Update the items from their first line through the line containing "box: [97, 132, 104, 156]", both included, by replacing "clicks" with "points" and keeping everything else the same. Return only those lines, without the pictures.

[Saved entries]

______________________________

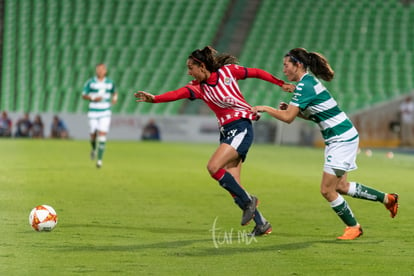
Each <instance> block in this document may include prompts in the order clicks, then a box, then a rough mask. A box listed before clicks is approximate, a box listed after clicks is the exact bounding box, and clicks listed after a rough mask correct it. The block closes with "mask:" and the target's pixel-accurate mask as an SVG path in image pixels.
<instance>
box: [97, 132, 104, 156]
mask: <svg viewBox="0 0 414 276" xmlns="http://www.w3.org/2000/svg"><path fill="white" fill-rule="evenodd" d="M105 144H106V137H105V136H99V137H98V160H102V157H103V153H104V151H105Z"/></svg>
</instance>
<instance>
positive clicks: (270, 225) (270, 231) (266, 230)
mask: <svg viewBox="0 0 414 276" xmlns="http://www.w3.org/2000/svg"><path fill="white" fill-rule="evenodd" d="M270 233H272V225H271V224H270V223H269V222H267V221H266V223H265V224H256V226H255V227H254V228H253V231H252V232H251V233H250V234H248V236H250V237H258V236H263V235H269V234H270Z"/></svg>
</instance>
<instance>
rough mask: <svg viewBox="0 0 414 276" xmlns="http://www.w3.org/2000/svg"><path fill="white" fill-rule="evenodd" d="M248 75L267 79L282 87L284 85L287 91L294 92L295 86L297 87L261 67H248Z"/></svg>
mask: <svg viewBox="0 0 414 276" xmlns="http://www.w3.org/2000/svg"><path fill="white" fill-rule="evenodd" d="M247 77H248V78H258V79H261V80H265V81H268V82H271V83H273V84H276V85H279V86H280V87H282V89H283V91H286V92H293V91H295V88H296V86H295V85H293V84H290V83H286V82H284V81H283V80H280V79H278V78H276V77H275V76H273V75H272V74H270V73H269V72H267V71H265V70H262V69H259V68H247Z"/></svg>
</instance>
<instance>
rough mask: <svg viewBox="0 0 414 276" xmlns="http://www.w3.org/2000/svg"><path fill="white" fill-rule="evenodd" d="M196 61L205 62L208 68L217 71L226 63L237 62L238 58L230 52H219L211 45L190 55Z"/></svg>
mask: <svg viewBox="0 0 414 276" xmlns="http://www.w3.org/2000/svg"><path fill="white" fill-rule="evenodd" d="M188 58H191V59H192V60H193V61H194V63H196V64H198V65H201V64H203V63H204V65H205V66H206V69H207V70H208V71H210V72H216V71H217V70H218V69H219V68H220V67H222V66H223V65H226V64H237V63H238V61H237V58H236V57H234V56H232V55H229V54H219V53H218V52H217V50H215V49H214V48H213V47H211V46H206V47H204V48H203V49H201V50H200V49H197V50H195V51H193V52H192V53H191V55H190V56H189V57H188Z"/></svg>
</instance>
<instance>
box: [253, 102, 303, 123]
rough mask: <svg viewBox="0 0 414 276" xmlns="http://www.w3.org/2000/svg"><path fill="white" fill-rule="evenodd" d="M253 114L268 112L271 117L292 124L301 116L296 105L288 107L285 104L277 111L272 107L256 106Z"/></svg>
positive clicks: (262, 105)
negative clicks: (295, 120) (298, 116)
mask: <svg viewBox="0 0 414 276" xmlns="http://www.w3.org/2000/svg"><path fill="white" fill-rule="evenodd" d="M252 111H253V112H267V113H268V114H269V115H270V116H272V117H274V118H276V119H278V120H280V121H282V122H285V123H288V124H290V123H291V122H293V120H294V119H295V118H296V116H298V114H299V107H297V106H295V105H291V104H290V105H287V104H285V103H283V105H282V104H281V105H280V109H276V108H273V107H270V106H263V105H259V106H255V107H252Z"/></svg>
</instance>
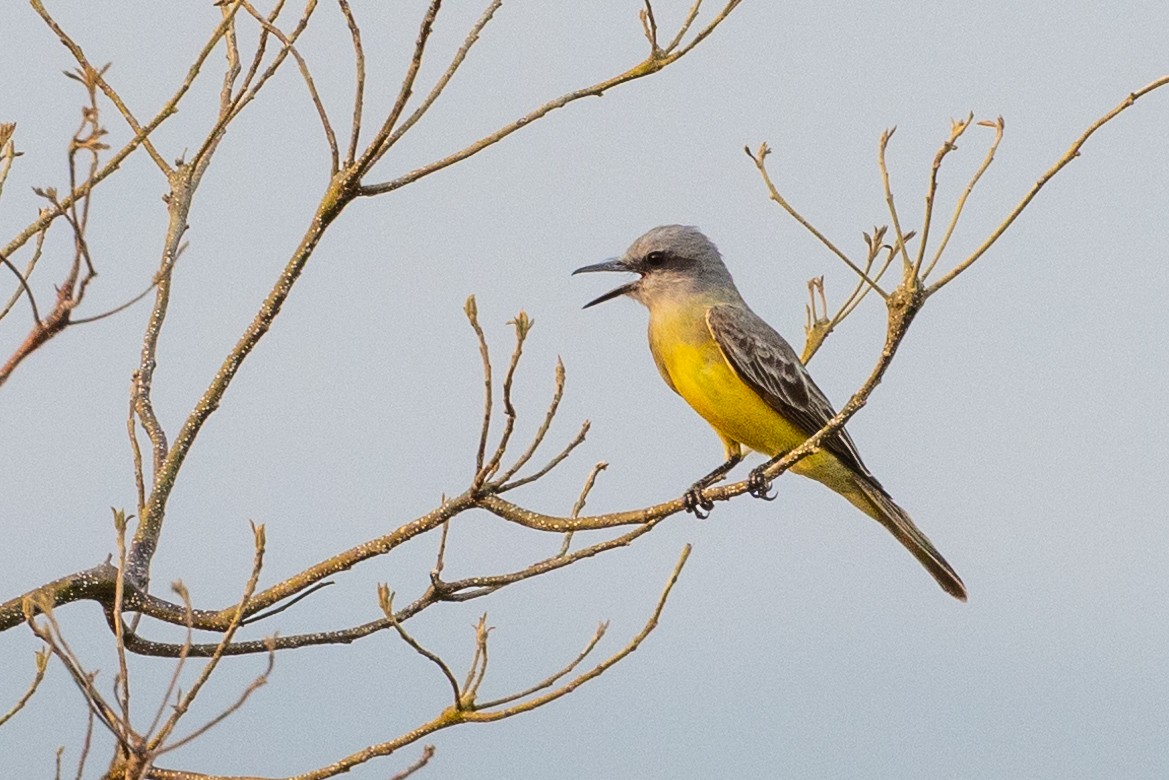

______________________________

* SOLUTION TO THIS TASK
Each <instance> block in this document may include prompts in the order points, then a box, then a rough mask. A box listed before points is approximate, a box listed after points is the exact bounding box, and points listed after a rough mask correct it. The block closes with "mask:" and the target's pixel-accurate mask as an SVG path in image pixels.
<instance>
box: [97, 132, 104, 156]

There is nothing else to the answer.